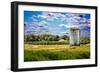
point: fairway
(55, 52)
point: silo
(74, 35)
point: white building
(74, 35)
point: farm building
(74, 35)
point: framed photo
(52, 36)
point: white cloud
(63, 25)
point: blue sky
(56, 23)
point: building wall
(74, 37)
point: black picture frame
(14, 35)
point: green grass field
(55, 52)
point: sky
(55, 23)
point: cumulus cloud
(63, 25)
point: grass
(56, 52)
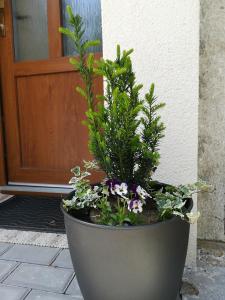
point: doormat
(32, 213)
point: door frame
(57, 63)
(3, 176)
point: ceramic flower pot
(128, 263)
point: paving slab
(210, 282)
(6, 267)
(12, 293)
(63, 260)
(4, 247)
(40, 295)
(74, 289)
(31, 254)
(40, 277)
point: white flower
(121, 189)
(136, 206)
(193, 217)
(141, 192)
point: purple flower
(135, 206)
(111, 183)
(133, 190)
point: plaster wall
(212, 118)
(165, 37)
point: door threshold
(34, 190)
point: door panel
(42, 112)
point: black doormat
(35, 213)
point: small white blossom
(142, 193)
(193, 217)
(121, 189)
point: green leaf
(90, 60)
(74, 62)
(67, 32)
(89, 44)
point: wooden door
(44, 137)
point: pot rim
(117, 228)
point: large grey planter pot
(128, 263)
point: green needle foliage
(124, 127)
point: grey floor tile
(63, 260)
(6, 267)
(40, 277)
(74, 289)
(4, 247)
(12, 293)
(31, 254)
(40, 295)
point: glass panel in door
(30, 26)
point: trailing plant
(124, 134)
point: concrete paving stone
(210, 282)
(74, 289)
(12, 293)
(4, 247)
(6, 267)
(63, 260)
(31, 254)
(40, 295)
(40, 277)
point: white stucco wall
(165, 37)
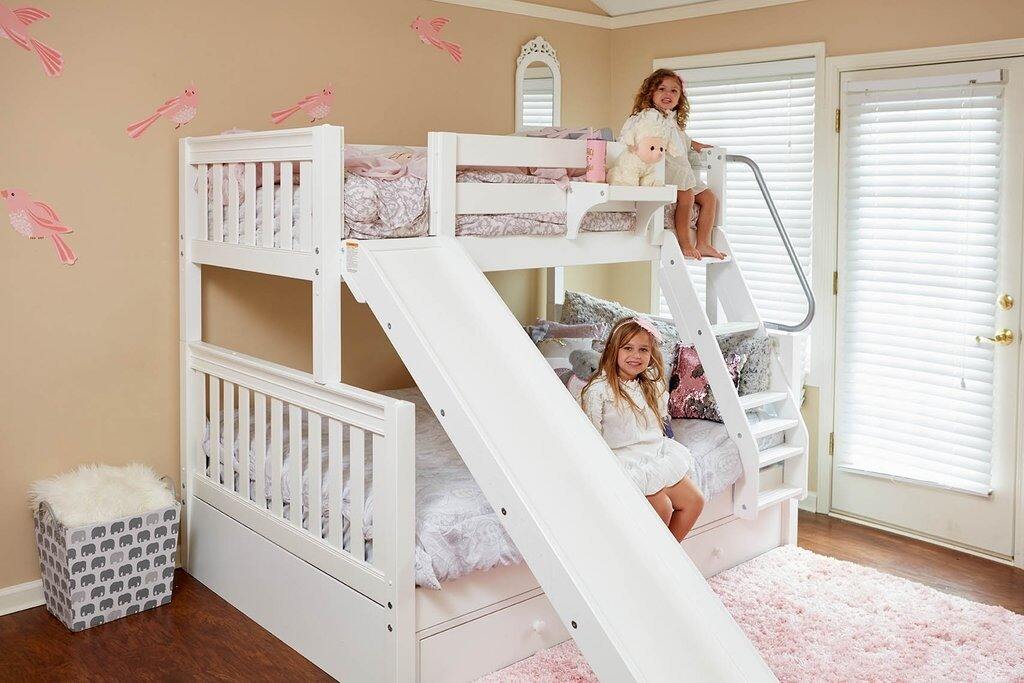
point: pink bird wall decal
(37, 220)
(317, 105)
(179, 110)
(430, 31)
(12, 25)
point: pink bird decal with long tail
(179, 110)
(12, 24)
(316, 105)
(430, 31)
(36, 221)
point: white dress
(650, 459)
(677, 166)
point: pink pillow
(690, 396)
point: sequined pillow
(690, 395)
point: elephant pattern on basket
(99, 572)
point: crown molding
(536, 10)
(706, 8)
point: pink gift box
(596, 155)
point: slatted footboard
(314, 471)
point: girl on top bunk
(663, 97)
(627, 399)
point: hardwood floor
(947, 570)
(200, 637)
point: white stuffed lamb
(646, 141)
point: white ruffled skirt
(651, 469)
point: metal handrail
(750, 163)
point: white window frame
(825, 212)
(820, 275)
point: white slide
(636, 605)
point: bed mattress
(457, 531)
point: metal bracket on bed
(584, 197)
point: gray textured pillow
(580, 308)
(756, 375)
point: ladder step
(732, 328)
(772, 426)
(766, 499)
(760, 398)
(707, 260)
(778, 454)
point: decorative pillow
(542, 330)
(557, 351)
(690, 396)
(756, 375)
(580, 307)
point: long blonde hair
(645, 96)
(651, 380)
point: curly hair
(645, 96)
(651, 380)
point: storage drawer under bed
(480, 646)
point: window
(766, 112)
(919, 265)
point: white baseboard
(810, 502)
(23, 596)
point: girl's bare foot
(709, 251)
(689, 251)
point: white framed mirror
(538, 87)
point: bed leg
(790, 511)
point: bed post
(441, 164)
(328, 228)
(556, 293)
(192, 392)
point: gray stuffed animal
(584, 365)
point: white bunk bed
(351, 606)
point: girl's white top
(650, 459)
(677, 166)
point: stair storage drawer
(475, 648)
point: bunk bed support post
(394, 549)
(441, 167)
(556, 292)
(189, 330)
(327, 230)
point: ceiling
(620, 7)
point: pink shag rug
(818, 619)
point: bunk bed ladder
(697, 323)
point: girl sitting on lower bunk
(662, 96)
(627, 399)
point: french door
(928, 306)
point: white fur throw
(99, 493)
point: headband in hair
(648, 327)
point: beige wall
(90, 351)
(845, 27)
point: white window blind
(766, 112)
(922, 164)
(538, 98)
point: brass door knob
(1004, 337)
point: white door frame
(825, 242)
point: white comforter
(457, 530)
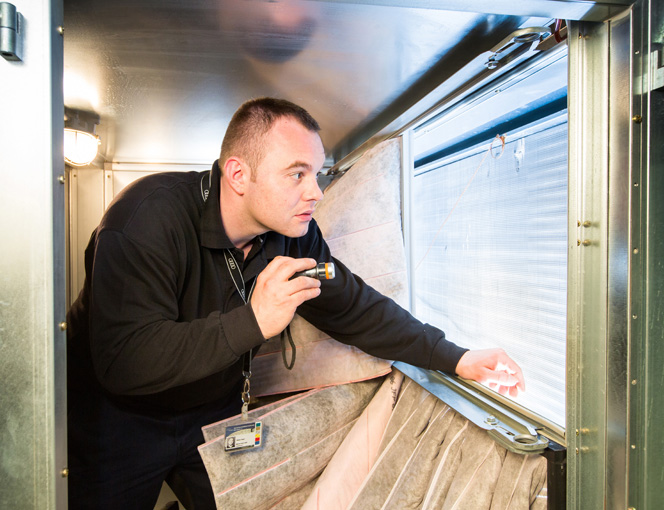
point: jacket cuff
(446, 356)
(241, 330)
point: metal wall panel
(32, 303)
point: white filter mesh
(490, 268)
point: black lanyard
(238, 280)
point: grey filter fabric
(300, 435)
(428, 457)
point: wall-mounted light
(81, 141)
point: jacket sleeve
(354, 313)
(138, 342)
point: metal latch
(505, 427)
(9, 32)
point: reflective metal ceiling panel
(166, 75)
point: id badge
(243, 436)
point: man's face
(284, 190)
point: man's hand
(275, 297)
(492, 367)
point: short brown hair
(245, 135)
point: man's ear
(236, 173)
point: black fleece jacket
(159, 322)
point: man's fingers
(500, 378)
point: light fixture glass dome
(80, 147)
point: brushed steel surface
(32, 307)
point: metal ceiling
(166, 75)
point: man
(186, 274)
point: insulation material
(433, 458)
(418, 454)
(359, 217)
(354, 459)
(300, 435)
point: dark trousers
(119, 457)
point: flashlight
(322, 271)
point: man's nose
++++++++
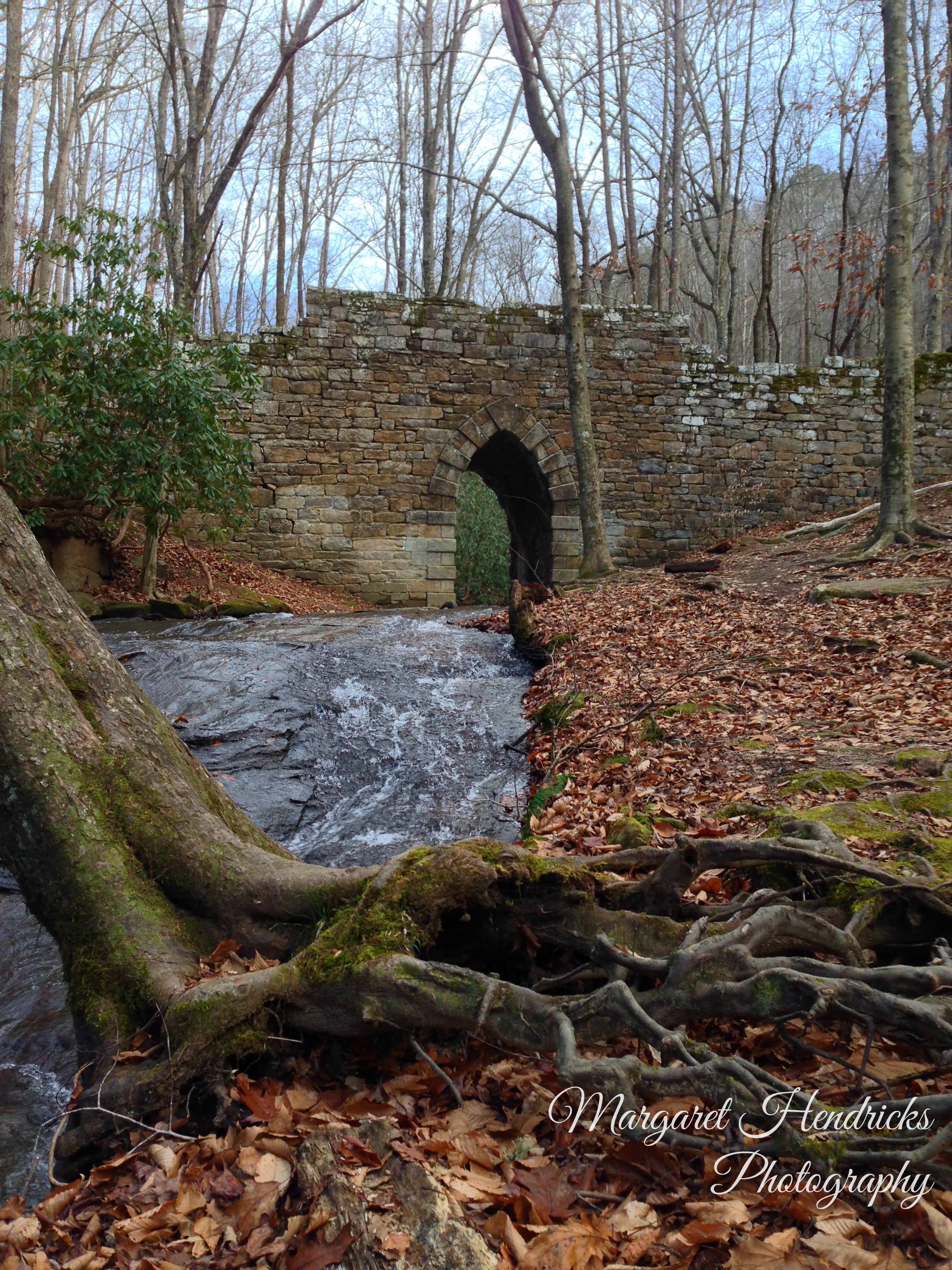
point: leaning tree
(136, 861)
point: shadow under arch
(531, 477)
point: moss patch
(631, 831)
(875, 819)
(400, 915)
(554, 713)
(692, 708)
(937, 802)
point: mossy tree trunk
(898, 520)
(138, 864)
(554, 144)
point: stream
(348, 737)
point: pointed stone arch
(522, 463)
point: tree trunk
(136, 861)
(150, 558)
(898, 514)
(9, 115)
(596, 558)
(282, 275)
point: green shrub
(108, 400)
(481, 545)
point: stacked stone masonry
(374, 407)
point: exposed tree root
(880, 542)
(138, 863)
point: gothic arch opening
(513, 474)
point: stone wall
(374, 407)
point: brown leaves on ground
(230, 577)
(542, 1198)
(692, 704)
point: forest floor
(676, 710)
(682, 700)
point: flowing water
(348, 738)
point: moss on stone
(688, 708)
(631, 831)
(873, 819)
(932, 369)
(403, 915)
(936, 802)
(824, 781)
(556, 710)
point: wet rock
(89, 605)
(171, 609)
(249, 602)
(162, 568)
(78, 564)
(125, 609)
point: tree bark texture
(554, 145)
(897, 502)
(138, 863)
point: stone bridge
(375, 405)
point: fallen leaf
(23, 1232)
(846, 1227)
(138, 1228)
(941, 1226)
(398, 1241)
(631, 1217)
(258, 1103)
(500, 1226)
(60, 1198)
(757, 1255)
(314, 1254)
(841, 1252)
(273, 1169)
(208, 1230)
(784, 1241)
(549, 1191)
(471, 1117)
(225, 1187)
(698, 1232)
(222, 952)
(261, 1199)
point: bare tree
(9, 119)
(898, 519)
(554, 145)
++++++++
Problem
Pick out every row above that contains the string "pink" and copy each one. Case counts.

Task output
point: pink bird wall decal
point: pink bird decal with long tail
point: pink pillow
point: pink gift box
point: pink shag rug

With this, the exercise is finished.